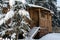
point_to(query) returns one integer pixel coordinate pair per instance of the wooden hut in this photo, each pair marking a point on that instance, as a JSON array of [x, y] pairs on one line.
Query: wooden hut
[[41, 17]]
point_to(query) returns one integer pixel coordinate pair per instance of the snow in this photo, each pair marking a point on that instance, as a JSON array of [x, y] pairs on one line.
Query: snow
[[51, 36], [9, 15], [23, 1], [23, 12], [11, 2], [32, 5], [1, 21]]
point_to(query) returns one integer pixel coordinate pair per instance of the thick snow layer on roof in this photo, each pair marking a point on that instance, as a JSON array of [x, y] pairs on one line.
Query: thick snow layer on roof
[[51, 36], [23, 12], [32, 5]]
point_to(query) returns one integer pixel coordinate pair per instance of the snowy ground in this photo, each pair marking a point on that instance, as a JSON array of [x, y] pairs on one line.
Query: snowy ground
[[51, 36]]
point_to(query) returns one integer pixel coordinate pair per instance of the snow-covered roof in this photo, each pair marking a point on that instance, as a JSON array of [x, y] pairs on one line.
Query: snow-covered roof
[[51, 36], [32, 5]]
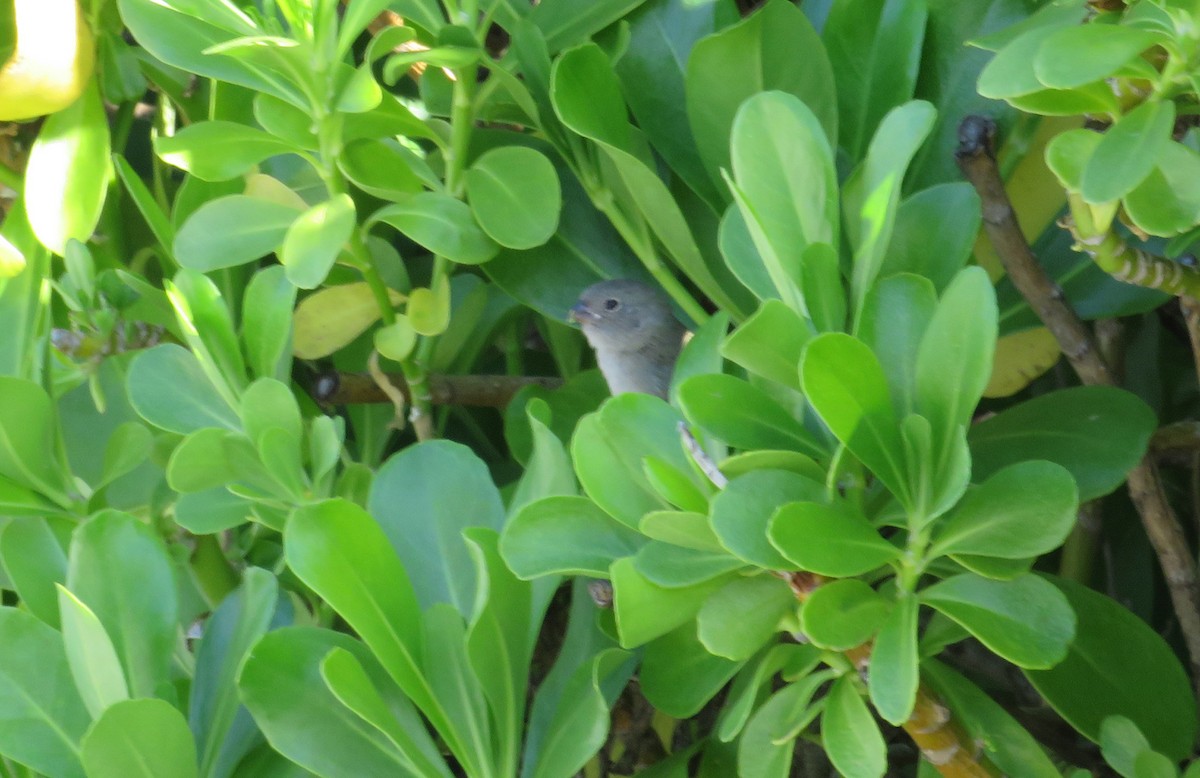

◆ **TO DO**:
Pictures are to be left out; set down everything else in the records exactly.

◆ **EXERCISE OUTPUT**:
point_to(query) returns one integer pixel coordinate pair per instance of the wooden hut in this photo, each pair marking a point on that instance, as a JSON array of [x, y] pairs on one line.
Query: wooden hut
[[41, 17]]
point_to(query) returns one integer pixel coordinate pair per instance of the snow in this photo, each pair marking a point on that instance, as a JSON array of [x, y] pairs on one line.
Query: snow
[[51, 36], [9, 15], [23, 1], [23, 12], [11, 2], [32, 5], [1, 21]]
point_to(query) returns one integer pixel coordinate pair per instance of the thick snow layer on roof in this photo, each pair marking a point on that instance, as a JSON array of [x, y] pairs on one line.
Query: thick snow layer on roof
[[51, 36], [23, 12], [32, 5]]
point_to(query) returns one integer pixel coordinate pair per instance of the snowy ground in this photo, each pair marking a point on that instance, as a JSON array of [x, y] pairs on one line.
Query: snowy ground
[[51, 36]]
point_to(query) returns one integer pixel coordinate pair per instance of the snow-covered roof in this photo, each pair marking a point on that instance, as a JSON array of [x, y] pairs on one line.
Query: snow-covered roof
[[51, 36], [32, 5]]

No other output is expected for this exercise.